**PROBLEM**
Leave out the pictures and restate the rest of the data exactly.

★ ★ ★ ★

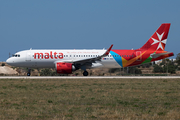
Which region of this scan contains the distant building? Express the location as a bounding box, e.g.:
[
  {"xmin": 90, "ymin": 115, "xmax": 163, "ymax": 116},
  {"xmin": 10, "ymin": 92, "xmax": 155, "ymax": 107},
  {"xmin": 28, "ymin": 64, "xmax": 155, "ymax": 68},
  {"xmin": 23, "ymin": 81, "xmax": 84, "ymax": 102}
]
[{"xmin": 154, "ymin": 59, "xmax": 176, "ymax": 65}]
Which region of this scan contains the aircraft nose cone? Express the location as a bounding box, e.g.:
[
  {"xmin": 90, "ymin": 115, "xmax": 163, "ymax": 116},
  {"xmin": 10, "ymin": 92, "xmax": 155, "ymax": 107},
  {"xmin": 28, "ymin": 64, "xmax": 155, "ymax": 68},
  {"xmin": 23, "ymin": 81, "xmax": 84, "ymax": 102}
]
[
  {"xmin": 6, "ymin": 58, "xmax": 10, "ymax": 64},
  {"xmin": 6, "ymin": 58, "xmax": 14, "ymax": 65}
]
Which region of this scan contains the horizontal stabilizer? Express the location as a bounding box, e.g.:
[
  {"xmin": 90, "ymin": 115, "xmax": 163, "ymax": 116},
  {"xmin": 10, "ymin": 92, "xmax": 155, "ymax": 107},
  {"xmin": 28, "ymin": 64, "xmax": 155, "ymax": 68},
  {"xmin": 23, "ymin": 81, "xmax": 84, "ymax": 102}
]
[{"xmin": 150, "ymin": 52, "xmax": 173, "ymax": 58}]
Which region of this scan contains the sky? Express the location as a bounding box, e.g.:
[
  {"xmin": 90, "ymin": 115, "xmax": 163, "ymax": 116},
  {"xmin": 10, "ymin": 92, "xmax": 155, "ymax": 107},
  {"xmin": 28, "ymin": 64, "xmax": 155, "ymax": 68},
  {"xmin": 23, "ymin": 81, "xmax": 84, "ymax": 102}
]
[{"xmin": 0, "ymin": 0, "xmax": 180, "ymax": 61}]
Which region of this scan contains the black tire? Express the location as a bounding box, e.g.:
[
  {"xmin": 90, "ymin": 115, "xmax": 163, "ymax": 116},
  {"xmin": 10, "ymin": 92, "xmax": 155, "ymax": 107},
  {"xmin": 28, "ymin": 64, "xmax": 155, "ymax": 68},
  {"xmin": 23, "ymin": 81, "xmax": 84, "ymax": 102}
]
[
  {"xmin": 83, "ymin": 71, "xmax": 88, "ymax": 76},
  {"xmin": 27, "ymin": 73, "xmax": 31, "ymax": 76}
]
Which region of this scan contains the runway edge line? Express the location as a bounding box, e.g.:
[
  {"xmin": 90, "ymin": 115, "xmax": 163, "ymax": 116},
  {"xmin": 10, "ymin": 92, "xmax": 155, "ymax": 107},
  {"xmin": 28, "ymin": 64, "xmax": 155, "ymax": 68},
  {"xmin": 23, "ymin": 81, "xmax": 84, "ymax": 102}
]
[{"xmin": 1, "ymin": 76, "xmax": 180, "ymax": 79}]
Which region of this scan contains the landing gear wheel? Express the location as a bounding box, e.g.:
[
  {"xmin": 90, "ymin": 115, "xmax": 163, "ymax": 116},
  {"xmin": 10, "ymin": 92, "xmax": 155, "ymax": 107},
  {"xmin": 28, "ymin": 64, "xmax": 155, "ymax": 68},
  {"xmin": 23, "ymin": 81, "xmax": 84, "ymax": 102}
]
[
  {"xmin": 27, "ymin": 72, "xmax": 31, "ymax": 76},
  {"xmin": 83, "ymin": 71, "xmax": 88, "ymax": 76},
  {"xmin": 27, "ymin": 68, "xmax": 31, "ymax": 76}
]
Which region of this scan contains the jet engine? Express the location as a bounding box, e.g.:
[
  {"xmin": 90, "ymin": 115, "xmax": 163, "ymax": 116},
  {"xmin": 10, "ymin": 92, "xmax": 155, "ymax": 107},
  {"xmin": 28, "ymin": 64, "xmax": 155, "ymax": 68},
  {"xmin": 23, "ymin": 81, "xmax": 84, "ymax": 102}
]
[{"xmin": 56, "ymin": 62, "xmax": 76, "ymax": 74}]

★ ★ ★ ★

**EXERCISE SOLUTION**
Which region of this scan contains the distant building? Express the location as a bounding box, e.g.:
[
  {"xmin": 90, "ymin": 115, "xmax": 163, "ymax": 116},
  {"xmin": 10, "ymin": 92, "xmax": 155, "ymax": 107},
  {"xmin": 28, "ymin": 64, "xmax": 155, "ymax": 68},
  {"xmin": 23, "ymin": 81, "xmax": 84, "ymax": 102}
]
[{"xmin": 154, "ymin": 59, "xmax": 176, "ymax": 65}]
Which region of this scan contains the aircraft nose cone? Express the location as a bounding box, e.g.:
[
  {"xmin": 90, "ymin": 115, "xmax": 163, "ymax": 116},
  {"xmin": 10, "ymin": 92, "xmax": 155, "ymax": 107},
  {"xmin": 28, "ymin": 64, "xmax": 155, "ymax": 68},
  {"xmin": 23, "ymin": 81, "xmax": 84, "ymax": 102}
]
[
  {"xmin": 6, "ymin": 58, "xmax": 10, "ymax": 64},
  {"xmin": 6, "ymin": 58, "xmax": 14, "ymax": 65}
]
Which region of this scan contains the horizontal stabilizer? Express the location as a bounding box, e.g.:
[
  {"xmin": 90, "ymin": 115, "xmax": 163, "ymax": 116},
  {"xmin": 10, "ymin": 92, "xmax": 155, "ymax": 107},
  {"xmin": 28, "ymin": 64, "xmax": 155, "ymax": 68},
  {"xmin": 23, "ymin": 81, "xmax": 84, "ymax": 102}
]
[{"xmin": 150, "ymin": 52, "xmax": 173, "ymax": 58}]
Which region of this scan contains the sky? Express the location as a bounding box, e.g.:
[
  {"xmin": 90, "ymin": 115, "xmax": 163, "ymax": 116},
  {"xmin": 10, "ymin": 92, "xmax": 155, "ymax": 107},
  {"xmin": 28, "ymin": 64, "xmax": 155, "ymax": 68},
  {"xmin": 23, "ymin": 81, "xmax": 84, "ymax": 102}
]
[{"xmin": 0, "ymin": 0, "xmax": 180, "ymax": 61}]
Which region of this scan contains the black tire? Express the location as a bounding box, e.g.:
[
  {"xmin": 90, "ymin": 115, "xmax": 163, "ymax": 116},
  {"xmin": 10, "ymin": 92, "xmax": 155, "ymax": 107},
  {"xmin": 28, "ymin": 64, "xmax": 155, "ymax": 68},
  {"xmin": 23, "ymin": 81, "xmax": 84, "ymax": 102}
]
[
  {"xmin": 83, "ymin": 71, "xmax": 88, "ymax": 76},
  {"xmin": 27, "ymin": 73, "xmax": 31, "ymax": 76}
]
Which region of this scan contains the runway edge line? Express the location as a bounding box, e.g.:
[
  {"xmin": 90, "ymin": 115, "xmax": 163, "ymax": 116},
  {"xmin": 10, "ymin": 92, "xmax": 155, "ymax": 107},
  {"xmin": 28, "ymin": 64, "xmax": 155, "ymax": 68},
  {"xmin": 23, "ymin": 81, "xmax": 84, "ymax": 102}
]
[{"xmin": 1, "ymin": 76, "xmax": 180, "ymax": 79}]
Which region of this scan contains the landing gear wheel? Express the location as a bounding box, e.g.:
[
  {"xmin": 90, "ymin": 115, "xmax": 163, "ymax": 116},
  {"xmin": 10, "ymin": 92, "xmax": 155, "ymax": 107},
  {"xmin": 28, "ymin": 64, "xmax": 155, "ymax": 68},
  {"xmin": 23, "ymin": 81, "xmax": 84, "ymax": 102}
]
[
  {"xmin": 27, "ymin": 72, "xmax": 31, "ymax": 76},
  {"xmin": 83, "ymin": 71, "xmax": 88, "ymax": 76},
  {"xmin": 27, "ymin": 68, "xmax": 31, "ymax": 76}
]
Which region of this scan contains the jet engine? Express the location as a bounding box, e.g.:
[
  {"xmin": 90, "ymin": 115, "xmax": 163, "ymax": 116},
  {"xmin": 10, "ymin": 92, "xmax": 155, "ymax": 107},
  {"xmin": 28, "ymin": 64, "xmax": 155, "ymax": 68},
  {"xmin": 23, "ymin": 81, "xmax": 84, "ymax": 102}
]
[{"xmin": 56, "ymin": 62, "xmax": 76, "ymax": 74}]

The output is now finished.